WHAT YOU ARE ASKED TO DO =
Check every line of the material below, and show those that contain "block".

-*-

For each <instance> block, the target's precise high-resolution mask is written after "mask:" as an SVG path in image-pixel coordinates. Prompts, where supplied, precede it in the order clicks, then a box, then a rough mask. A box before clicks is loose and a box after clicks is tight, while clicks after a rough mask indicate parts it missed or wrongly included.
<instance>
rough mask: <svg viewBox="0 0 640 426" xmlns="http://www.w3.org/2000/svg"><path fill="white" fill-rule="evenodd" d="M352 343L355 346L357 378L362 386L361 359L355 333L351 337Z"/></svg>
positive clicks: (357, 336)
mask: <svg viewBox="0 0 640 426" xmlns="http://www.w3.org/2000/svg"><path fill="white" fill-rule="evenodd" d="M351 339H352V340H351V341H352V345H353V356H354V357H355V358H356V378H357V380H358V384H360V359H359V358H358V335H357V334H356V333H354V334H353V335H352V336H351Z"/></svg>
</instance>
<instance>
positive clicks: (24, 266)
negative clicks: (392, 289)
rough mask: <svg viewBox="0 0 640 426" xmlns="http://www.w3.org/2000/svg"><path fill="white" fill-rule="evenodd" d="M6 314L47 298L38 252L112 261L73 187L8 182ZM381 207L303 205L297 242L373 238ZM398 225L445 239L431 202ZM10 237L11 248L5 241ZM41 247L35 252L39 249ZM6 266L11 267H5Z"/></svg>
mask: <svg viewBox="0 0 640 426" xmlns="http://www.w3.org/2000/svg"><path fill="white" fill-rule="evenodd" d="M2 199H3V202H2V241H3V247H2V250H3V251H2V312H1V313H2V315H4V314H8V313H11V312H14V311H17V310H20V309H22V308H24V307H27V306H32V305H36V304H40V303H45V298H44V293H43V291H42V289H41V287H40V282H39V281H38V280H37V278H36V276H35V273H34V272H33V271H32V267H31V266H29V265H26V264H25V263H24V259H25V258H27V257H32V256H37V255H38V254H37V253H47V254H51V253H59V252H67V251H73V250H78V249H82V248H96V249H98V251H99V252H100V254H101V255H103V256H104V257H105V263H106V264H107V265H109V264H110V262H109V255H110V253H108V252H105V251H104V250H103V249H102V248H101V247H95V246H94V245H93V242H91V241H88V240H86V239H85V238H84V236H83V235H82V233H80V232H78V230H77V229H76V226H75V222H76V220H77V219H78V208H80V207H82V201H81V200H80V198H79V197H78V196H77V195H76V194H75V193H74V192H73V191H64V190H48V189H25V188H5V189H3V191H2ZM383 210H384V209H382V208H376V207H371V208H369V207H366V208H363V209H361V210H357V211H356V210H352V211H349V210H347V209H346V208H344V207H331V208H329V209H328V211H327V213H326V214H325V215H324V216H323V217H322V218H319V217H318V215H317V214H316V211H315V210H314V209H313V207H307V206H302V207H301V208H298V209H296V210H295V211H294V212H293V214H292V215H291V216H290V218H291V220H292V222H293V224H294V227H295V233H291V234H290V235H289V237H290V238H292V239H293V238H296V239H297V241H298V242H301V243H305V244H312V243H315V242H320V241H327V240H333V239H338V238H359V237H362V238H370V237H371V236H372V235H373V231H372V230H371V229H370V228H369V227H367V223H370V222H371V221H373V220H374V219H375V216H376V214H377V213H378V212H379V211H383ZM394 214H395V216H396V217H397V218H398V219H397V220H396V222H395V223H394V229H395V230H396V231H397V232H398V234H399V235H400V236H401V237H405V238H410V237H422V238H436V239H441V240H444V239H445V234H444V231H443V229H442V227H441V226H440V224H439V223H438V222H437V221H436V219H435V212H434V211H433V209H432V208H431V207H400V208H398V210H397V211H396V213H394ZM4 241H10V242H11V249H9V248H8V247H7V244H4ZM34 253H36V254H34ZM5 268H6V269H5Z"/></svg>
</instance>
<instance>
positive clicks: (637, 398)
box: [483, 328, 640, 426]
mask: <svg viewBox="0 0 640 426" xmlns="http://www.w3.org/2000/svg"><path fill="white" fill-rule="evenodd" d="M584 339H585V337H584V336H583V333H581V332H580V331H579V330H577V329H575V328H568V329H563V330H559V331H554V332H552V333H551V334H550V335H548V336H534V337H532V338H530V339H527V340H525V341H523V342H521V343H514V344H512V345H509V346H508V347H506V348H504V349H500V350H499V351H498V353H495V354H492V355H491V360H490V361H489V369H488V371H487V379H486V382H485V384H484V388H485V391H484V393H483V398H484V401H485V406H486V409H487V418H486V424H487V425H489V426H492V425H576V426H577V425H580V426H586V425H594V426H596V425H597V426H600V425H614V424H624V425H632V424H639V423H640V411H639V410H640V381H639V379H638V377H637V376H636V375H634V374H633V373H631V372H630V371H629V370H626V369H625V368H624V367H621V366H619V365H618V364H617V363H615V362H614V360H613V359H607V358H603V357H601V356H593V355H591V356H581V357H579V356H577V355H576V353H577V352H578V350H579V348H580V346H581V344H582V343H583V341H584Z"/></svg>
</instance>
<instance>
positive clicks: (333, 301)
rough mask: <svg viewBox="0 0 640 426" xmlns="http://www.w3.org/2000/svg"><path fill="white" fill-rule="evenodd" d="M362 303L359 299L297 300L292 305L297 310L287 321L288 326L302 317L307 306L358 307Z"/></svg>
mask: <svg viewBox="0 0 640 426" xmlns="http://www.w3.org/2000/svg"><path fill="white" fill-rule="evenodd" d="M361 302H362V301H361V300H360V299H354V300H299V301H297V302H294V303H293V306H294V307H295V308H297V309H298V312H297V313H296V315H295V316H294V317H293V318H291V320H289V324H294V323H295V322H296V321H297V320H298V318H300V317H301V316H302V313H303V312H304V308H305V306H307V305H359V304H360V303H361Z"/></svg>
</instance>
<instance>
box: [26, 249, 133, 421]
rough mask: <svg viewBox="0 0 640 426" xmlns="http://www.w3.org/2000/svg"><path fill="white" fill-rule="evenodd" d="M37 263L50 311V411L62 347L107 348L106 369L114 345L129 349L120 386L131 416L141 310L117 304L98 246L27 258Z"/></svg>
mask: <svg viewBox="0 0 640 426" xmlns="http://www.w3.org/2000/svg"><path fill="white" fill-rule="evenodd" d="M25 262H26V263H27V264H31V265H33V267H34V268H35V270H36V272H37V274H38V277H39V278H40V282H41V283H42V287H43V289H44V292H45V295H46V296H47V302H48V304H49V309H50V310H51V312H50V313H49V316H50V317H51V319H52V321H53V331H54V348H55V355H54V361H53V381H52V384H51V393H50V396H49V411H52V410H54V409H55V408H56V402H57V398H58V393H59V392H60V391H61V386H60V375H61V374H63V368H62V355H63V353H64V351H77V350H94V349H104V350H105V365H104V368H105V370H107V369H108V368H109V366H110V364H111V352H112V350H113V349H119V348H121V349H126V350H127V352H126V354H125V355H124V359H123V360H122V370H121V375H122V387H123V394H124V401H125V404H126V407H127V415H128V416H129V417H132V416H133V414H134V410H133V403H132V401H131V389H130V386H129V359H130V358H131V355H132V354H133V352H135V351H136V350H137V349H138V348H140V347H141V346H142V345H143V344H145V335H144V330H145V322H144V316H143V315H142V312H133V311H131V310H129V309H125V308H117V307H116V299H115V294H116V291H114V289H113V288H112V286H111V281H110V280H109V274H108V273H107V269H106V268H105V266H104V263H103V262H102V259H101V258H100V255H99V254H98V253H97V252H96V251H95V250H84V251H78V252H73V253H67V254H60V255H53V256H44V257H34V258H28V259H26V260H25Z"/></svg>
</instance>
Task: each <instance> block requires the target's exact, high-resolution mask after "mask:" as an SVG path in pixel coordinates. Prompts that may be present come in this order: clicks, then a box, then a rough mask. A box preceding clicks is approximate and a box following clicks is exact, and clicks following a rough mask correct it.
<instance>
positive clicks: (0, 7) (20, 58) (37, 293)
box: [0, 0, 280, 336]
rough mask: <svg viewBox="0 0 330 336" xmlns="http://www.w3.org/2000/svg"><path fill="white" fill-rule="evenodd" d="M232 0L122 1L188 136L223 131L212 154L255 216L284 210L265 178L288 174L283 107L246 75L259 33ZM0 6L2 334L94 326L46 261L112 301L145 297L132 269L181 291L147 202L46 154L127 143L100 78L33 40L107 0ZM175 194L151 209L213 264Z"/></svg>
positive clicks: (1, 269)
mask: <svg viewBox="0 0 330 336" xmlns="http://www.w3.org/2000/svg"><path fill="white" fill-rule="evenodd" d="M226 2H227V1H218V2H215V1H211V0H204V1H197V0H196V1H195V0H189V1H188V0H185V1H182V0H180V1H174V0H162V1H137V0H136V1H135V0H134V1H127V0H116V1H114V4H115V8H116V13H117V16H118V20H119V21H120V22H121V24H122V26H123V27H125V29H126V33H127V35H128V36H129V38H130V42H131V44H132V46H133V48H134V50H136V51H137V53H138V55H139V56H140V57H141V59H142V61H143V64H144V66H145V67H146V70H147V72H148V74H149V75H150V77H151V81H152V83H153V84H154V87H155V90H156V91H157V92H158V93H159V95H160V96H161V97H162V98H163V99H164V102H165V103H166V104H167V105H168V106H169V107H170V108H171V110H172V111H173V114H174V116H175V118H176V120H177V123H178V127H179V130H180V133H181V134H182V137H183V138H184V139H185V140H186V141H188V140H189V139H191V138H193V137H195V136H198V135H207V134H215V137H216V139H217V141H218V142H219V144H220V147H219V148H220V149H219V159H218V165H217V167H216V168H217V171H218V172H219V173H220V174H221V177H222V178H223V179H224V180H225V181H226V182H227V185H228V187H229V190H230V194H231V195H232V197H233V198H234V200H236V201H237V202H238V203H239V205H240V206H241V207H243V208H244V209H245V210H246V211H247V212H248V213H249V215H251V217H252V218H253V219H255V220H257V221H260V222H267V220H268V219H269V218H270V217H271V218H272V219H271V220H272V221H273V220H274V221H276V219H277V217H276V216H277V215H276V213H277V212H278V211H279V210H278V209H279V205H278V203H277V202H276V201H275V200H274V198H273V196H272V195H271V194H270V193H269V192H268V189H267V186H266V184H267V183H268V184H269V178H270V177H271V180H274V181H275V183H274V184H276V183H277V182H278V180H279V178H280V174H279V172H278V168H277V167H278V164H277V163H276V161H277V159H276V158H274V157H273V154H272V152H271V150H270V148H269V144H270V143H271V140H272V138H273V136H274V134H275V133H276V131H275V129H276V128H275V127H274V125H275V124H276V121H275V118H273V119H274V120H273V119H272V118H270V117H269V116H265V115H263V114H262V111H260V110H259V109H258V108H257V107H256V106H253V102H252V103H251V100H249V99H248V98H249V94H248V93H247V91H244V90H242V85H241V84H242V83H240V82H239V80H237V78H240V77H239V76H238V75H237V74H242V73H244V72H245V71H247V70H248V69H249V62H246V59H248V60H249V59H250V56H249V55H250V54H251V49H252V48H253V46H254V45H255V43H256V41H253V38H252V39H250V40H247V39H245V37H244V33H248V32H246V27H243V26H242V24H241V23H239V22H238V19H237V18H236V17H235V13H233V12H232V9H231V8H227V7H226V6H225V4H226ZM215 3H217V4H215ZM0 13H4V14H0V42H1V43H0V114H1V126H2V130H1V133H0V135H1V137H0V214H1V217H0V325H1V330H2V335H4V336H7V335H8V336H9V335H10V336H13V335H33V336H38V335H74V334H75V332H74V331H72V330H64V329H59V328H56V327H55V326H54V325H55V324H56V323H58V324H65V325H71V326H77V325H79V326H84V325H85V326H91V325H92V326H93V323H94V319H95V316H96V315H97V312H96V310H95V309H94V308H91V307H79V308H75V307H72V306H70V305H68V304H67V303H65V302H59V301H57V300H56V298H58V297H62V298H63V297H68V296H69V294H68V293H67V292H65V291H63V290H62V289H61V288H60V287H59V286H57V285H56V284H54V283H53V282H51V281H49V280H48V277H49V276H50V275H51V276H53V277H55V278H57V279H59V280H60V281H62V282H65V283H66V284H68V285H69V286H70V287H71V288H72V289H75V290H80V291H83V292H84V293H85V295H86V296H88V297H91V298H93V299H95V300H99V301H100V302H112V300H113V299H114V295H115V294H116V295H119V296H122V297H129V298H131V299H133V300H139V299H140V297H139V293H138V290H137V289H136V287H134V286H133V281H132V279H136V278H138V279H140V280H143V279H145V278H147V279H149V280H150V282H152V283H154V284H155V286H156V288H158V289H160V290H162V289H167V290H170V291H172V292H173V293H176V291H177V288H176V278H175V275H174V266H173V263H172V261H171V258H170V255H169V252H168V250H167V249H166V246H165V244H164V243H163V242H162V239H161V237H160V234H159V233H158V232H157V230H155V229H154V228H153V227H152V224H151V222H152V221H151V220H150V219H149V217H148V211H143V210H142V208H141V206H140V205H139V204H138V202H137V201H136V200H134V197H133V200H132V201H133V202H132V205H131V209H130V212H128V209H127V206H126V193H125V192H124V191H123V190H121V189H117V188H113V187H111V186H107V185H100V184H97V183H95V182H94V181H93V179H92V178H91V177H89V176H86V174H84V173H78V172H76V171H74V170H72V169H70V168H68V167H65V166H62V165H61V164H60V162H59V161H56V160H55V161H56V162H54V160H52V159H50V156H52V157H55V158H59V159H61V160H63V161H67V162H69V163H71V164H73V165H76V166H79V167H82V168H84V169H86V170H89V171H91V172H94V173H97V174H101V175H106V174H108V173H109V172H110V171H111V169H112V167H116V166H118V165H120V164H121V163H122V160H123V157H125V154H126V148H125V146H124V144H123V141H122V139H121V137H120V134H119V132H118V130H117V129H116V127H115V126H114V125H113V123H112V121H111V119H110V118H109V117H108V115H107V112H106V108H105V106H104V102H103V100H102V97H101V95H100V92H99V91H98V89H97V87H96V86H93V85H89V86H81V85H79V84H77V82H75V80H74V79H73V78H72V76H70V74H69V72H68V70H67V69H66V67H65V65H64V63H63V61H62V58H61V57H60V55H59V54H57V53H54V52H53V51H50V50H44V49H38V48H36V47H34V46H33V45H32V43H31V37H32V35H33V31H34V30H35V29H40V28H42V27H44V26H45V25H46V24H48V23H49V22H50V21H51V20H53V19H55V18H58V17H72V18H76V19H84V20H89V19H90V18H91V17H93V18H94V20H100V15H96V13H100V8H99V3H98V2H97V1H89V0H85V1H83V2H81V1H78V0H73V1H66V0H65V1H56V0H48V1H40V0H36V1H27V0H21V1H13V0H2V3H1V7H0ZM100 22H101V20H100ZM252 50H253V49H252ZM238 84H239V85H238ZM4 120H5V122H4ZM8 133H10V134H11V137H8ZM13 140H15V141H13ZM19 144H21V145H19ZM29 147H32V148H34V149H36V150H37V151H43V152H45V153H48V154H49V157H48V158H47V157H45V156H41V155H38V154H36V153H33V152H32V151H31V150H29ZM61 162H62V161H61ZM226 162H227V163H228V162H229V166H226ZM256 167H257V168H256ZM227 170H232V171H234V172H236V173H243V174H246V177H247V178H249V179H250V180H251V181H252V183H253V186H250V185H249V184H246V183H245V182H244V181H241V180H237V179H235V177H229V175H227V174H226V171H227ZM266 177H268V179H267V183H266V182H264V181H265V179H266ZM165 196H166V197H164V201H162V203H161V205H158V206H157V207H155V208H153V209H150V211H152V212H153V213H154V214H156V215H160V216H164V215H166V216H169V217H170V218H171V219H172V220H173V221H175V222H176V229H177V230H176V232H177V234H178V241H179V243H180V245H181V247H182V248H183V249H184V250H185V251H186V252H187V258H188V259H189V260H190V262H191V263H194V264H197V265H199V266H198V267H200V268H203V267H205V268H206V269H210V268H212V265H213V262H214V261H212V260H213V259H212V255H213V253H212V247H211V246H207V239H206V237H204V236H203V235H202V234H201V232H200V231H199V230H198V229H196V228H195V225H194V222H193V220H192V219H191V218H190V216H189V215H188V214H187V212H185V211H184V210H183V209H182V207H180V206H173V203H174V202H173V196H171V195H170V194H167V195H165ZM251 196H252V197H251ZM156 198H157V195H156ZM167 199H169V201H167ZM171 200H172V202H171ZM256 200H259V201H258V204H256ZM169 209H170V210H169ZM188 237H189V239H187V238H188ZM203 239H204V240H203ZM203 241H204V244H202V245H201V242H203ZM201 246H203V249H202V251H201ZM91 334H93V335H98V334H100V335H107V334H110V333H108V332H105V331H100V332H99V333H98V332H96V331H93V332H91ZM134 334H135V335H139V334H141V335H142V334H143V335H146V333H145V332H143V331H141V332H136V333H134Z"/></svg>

-*-

TASK ANSWER =
For each <instance> block, the target's precise high-resolution mask is written after "mask:" as an SVG path in image-pixel coordinates. Prompts, where supplied, precede it in the order clicks, then a box, then a rough mask. A box before clicks is loose and a box after clicks is tight, while clicks after a rough mask indicate parts it missed or wrongly included.
Task: each <instance> block requires the target's exact, high-resolution mask after "mask:" as an SVG path in pixel coordinates. Prompts that may be present come in this order: clicks, then a box, then a rough mask. A box preceding clicks is approximate and a box following clicks is exact, and clicks following a rough mask correct it.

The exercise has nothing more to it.